<<<<

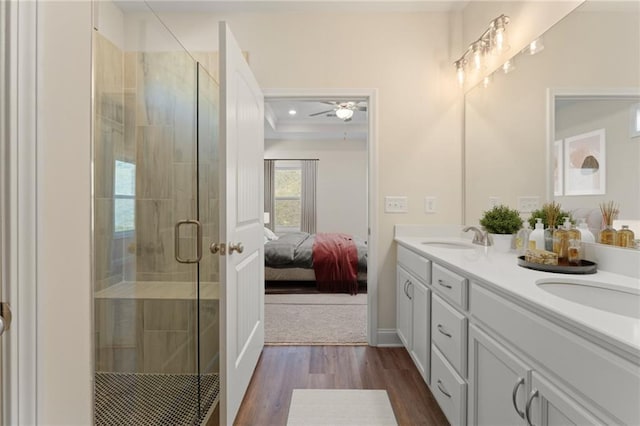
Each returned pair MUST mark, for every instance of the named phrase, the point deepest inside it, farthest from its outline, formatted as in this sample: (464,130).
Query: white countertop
(500,271)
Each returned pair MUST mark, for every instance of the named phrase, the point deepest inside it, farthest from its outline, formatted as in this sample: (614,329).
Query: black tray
(585,267)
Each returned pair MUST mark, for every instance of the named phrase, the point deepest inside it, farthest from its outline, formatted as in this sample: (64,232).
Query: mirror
(588,70)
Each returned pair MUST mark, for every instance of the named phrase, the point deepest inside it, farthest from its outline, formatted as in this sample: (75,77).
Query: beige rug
(306,319)
(342,407)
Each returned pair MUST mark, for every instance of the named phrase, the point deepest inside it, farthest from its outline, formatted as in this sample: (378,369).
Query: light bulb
(498,35)
(477,55)
(460,71)
(508,66)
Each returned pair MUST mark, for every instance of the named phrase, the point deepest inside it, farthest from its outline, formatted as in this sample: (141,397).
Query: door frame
(371,95)
(18,194)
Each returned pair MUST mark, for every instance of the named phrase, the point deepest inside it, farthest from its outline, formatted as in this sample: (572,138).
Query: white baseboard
(388,337)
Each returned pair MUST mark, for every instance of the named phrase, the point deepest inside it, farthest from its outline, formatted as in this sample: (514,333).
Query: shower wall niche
(155,160)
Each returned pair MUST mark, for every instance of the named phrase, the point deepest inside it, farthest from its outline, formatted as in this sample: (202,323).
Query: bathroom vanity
(500,344)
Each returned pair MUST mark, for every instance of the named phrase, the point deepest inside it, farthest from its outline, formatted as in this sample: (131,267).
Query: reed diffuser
(609,211)
(552,213)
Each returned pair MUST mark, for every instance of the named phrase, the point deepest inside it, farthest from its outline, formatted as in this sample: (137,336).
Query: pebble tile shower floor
(153,399)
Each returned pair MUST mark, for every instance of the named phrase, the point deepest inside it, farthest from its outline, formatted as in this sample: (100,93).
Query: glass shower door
(209,217)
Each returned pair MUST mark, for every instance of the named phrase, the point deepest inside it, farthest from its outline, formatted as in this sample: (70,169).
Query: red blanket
(335,263)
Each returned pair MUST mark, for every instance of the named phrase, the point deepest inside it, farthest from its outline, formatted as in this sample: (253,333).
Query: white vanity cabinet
(547,405)
(498,382)
(413,307)
(498,358)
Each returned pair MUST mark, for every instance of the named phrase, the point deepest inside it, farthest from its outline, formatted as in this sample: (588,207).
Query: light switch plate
(396,204)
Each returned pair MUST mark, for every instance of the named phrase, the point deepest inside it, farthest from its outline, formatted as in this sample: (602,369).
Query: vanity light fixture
(344,113)
(536,46)
(492,41)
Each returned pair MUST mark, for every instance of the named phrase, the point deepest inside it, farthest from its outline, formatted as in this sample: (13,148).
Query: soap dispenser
(522,238)
(585,234)
(536,238)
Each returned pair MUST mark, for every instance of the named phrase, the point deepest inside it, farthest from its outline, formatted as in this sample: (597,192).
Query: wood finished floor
(282,369)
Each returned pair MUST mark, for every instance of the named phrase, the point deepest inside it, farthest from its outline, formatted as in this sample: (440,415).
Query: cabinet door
(549,406)
(421,344)
(403,307)
(497,382)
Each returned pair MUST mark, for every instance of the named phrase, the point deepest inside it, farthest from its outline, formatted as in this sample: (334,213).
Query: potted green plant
(502,223)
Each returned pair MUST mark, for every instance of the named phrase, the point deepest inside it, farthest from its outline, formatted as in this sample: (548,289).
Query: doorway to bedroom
(317,219)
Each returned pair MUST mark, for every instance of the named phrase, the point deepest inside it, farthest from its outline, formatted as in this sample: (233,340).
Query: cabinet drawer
(449,333)
(451,285)
(448,388)
(416,264)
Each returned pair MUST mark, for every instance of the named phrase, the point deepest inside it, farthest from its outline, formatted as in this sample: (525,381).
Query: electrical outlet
(396,204)
(430,205)
(528,204)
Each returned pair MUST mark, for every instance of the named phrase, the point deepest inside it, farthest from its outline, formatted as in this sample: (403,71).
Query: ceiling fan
(342,110)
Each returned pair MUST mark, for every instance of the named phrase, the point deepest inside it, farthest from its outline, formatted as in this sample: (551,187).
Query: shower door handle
(176,236)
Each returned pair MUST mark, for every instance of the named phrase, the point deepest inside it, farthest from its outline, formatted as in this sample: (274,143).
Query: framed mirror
(590,58)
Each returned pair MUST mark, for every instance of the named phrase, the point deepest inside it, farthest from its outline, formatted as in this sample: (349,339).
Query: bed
(290,257)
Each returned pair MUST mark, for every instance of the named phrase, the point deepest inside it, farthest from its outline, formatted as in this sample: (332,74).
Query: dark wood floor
(284,368)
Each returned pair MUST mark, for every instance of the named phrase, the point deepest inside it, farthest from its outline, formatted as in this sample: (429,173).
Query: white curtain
(309,182)
(269,191)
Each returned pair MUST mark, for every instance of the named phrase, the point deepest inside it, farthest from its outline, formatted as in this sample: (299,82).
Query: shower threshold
(153,399)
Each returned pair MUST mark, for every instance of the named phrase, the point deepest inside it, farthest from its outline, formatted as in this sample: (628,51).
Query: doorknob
(5,317)
(218,248)
(235,247)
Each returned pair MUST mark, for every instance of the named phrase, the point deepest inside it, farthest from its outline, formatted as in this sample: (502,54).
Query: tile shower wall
(145,115)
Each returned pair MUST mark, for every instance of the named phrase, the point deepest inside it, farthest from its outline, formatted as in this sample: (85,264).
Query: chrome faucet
(479,236)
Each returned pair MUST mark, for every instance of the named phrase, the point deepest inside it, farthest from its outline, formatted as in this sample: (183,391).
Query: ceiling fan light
(344,113)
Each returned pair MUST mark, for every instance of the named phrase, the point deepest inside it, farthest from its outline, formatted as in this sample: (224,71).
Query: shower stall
(155,200)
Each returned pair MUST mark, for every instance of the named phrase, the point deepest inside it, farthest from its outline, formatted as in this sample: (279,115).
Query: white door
(242,268)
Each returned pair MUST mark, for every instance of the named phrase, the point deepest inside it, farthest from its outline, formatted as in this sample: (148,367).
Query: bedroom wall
(342,180)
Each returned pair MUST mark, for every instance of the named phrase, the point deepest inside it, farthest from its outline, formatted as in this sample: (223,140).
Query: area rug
(307,319)
(340,407)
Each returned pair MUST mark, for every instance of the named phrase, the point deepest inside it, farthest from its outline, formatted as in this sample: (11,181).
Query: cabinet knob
(527,409)
(514,396)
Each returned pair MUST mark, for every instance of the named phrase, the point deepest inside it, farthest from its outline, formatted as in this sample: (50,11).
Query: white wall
(407,57)
(64,299)
(342,180)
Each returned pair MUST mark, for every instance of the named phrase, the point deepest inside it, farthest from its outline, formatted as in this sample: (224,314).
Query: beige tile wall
(145,112)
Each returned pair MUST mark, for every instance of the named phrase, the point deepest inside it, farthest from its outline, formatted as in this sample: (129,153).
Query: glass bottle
(548,238)
(625,237)
(522,238)
(574,252)
(608,236)
(561,241)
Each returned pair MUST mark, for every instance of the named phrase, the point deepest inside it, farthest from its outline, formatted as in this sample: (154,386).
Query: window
(287,200)
(124,203)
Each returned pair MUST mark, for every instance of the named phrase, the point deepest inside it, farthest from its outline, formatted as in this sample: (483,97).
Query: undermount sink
(606,297)
(449,244)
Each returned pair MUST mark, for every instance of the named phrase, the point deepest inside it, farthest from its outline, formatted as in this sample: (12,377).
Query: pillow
(269,235)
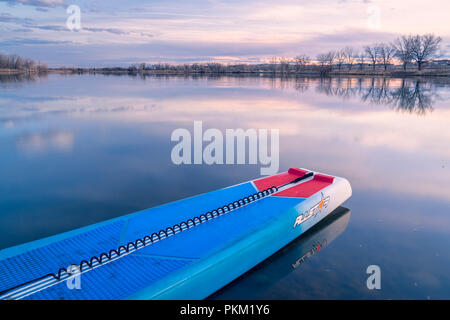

>>>>

## Goal of the exercise
Would you retype every record above exactly, leaving out the pictures?

## Output of the task
Each returned pair MUST mark, for every instance of the named phrase, the point deepest inside it, farthest from its outline, formatted as in this sample: (464,130).
Query: white countertop
(500,271)
Each returned pair MUST mark, for every instance of the named phrase, the point deepest inside it, farthest from its outline, formatted as in this sample: (614,329).
Query: black tray
(585,267)
Each returned pair MUST mark, for every instance of the named phrase, the point deepest inside it, farthest from its outline, formatted as in this sample: (64,232).
Query: mirror
(588,70)
Each returned pair MUST mark, for every instance of the named phrase, the point deepest inside it, farthest from its outline, formatted as in this sample: (75,77).
Query: beige rug
(306,319)
(342,407)
Each returned pair MUST mark, for every instance of the named phrase, the point deepest inside it, farthest from its outline, formatted as in this sample: (378,369).
Query: light bulb
(498,35)
(477,55)
(460,71)
(508,66)
Each returned pair MUST mark, for every instance of the named phrase, the point deepest inside it, farthest from its outline, formatted as in this sample: (141,397).
Query: door frame
(371,95)
(18,194)
Each returned pair MUST mark, for every instance of the named phrase, the point deepest inside it, farthest from its outline, formatted as in this sample: (572,138).
Query: white baseboard
(388,337)
Each returned pair MUST mark, for every instance of the named phrase, the point deepest inside it, farthest from its outline, formatted as in this sample: (514,333).
Query: shower wall niche
(155,160)
Each returned pair MUST mark, for every instance of the named phrase, the point deepest inside it, farthest from its outline, formatted as in this sample: (202,323).
Query: bathroom vanity
(500,344)
Each returned pair MUST mark, for every instance of the named phrase, the point deepest inside it, farthest from its outline, formatted as in this sample: (131,267).
Query: reed diffuser
(609,211)
(552,213)
Each returned pair MUST mark, for every instance of the named phrase, the point deepest inside it, farthest from its outline, formatted as in this sample: (137,336).
Query: pebble tile shower floor
(153,399)
Each returned pair MUST mark, for every instance of the named phrase, the point deepest inside it, farthest from its outline, formatted as in this sample: (100,93).
Query: glass shower door
(209,217)
Each returned pair MUST mark, for every instance of the named phrase, the point deepest inside it, farthest from its outline, formatted as in this sample: (70,169).
Query: red blanket
(335,263)
Each returned pair MUST mark, for every instance of the named phrase, the point deepest inside it, farthest from its outline, formatted as in this sample: (253,333).
Query: white vanity cabinet
(547,405)
(498,382)
(413,307)
(498,358)
Each returned pair MUST mark, for every instance of the named phrase, the point deepest inside it, farthest from its outline, formatted as in this sample: (588,207).
Query: light switch plate
(396,204)
Each returned pair MUST mark, for every instance of the named phrase, the point deepest inside it, farthest from its outline, formatted as in this sample: (602,369).
Query: vanity light fixture
(344,113)
(536,46)
(492,41)
Each returned pair MUST mark, for every instance of the named phrase, the point deepest inside it, farthest from its outline, formatted as in this sample: (13,148).
Query: soap dispenser
(522,238)
(585,234)
(536,238)
Each returned pair MUST mark, for every instance of the named phrase, the point deepest inside it, farthest from its outline, formatted as in this sample: (597,192).
Query: wood finished floor
(282,369)
Each returned pair MUST mark, for every instance of the named phrase, the point deepest inside it, farthest from its outline, formatted as in this sample: (440,415).
Query: cabinet door
(549,406)
(421,344)
(403,307)
(497,382)
Each returned pair MUST mark, for every instance of the named phrase, the point deepest inside it, farthest from its outline, formatted as in this sample: (334,213).
Query: potted green plant
(502,223)
Each returned pair MUST mark, for every instance of the named phrase, the point deepest inside it, farthest from its outline, formatted as in this sample: (548,289).
Query: doorway to bedroom
(317,219)
Each returned pair MUST mark, for every instance of the named phrase, the point deepest inside it, farthest from its outline, formatted as in this sample: (233,340).
Query: cabinet drawer
(449,333)
(451,285)
(448,388)
(416,264)
Each returned pair MUST mark, for every instance of the named phrase, the point deepest inside it, farthest from its outline, formatted as in this sample: (525,381).
Query: electrical outlet
(396,204)
(430,205)
(528,204)
Each returned pair MUST mark, for every instance of the named phrase, the point deepest inside it, farthest from its outline, formatted as in this sample: (403,71).
Query: ceiling fan
(342,110)
Each returned pair MUST mark, for every instance of the named phrase, the point deepest inside it, farthest from its outline, formatted as in this sample: (551,187).
Query: shower door handle
(176,236)
Each returned pair MUST mark, for every instance of the named phrase, the point deepest inside it, farthest from its outline, formatted as in this sample: (274,143).
Query: framed mirror
(590,58)
Each returned pair MUST mark, for every instance of the named phrase, the point deepest inside it, farthest from its outline, formatted as in this sample: (349,339).
Query: bed
(290,257)
Each returned pair MUST mark, for every instance of the named phrase, the point deepest inside it, farthest from its outline, formatted as in this sample: (332,74).
Query: dark wood floor
(284,368)
Each returned pair MUST mark, for every instance of the named phrase, the point deepest inside it, farthest from its outline, formatted as in this sample: (429,173).
Query: white curtain
(309,182)
(269,191)
Each returned pair MUST mark, for every instance of the named phrase, the point deepest inside it, farthest from its outline, formatted as in this sample: (299,82).
Query: shower threshold
(153,399)
Each returned pair MUST mark, for every instance of the named phrase, the point deepest inside it, farthest from its outline, formatted as in this sample: (628,51).
Query: doorknob
(5,317)
(218,248)
(235,247)
Each returned pair MUST mark, for every instance of the named phrase, the point deepest inside it, farthest from its outline, formatted as in this sample: (502,54).
Query: tile shower wall
(145,115)
Each returned pair MUST mark, for every instance of the named phrase, the point deepest inside it, farthest from its outline, formatted as in this sample: (85,264).
Query: chrome faucet
(479,236)
Each returned pair MUST mark, for every instance of the named phrase, the point deepest inside it, farthest from its outline, formatted as in this sample: (183,391).
Query: ceiling fan light
(344,113)
Each returned pair MUST mark, for every instance of the named phrase, the point deepest inside it, farthest from its outline, formatted as in this sample: (224,71).
Query: shower stall
(155,200)
Each returned pair MUST mark, for every instance of the named phrase, the point deepest inside it, farthest from its outline, formatted as in this sample: (279,115).
Query: white door
(242,268)
Each returned pair MUST mark, for every instance of the named phrase, the point deepest inside it, farthest from its outline, formatted as in this sample: (148,367).
Query: bedroom wall
(342,180)
Each returned pair MUST mark, for every instance of the named phrase, the point deepest inside it, farthest from its outline, formatted as in this sample: (223,140).
Query: area rug
(307,319)
(340,407)
Each returned pair MUST mark, for every instance of the named phrase, the point deepest inside it, farthest from its outline, formatted as in this sample: (11,181).
Query: cabinet knob
(527,409)
(514,396)
Each returned pair MUST mark, for every instance of the named phrase, the point deepest inside it, farthest from its outline, formatted as in this sample: (50,11).
Query: white wall
(407,57)
(64,299)
(342,180)
Each returned pair MUST mark, for every instance of the named phrase, the point deepest inside it, farthest from its outline, formatted as in this sample: (224,314).
Query: beige tile wall
(145,112)
Each returned pair MUST mark, for every instance of the named phrase, the point deepest inside it, farthest from its outline, formatted as in this sample: (129,153).
Query: glass bottle
(548,238)
(625,237)
(522,238)
(574,252)
(608,236)
(561,241)
Each returned pair MUST mark, for every instance of the named phrase, the point deepest inside it, farthest from its outline, formatted as in this sample: (154,386).
Query: window
(287,200)
(124,203)
Each returned pair MUST mark, for every instance of the named phrase, the point deepest inside it, farthest from its outline, formatted as in this sample: (483,97).
Query: undermount sink
(606,297)
(449,244)
Each returned pair MUST mark, for every instance of the named phrase, the point deepest inside it, farthest from its outline, formatted as in this sample: (12,377).
Query: pillow
(269,235)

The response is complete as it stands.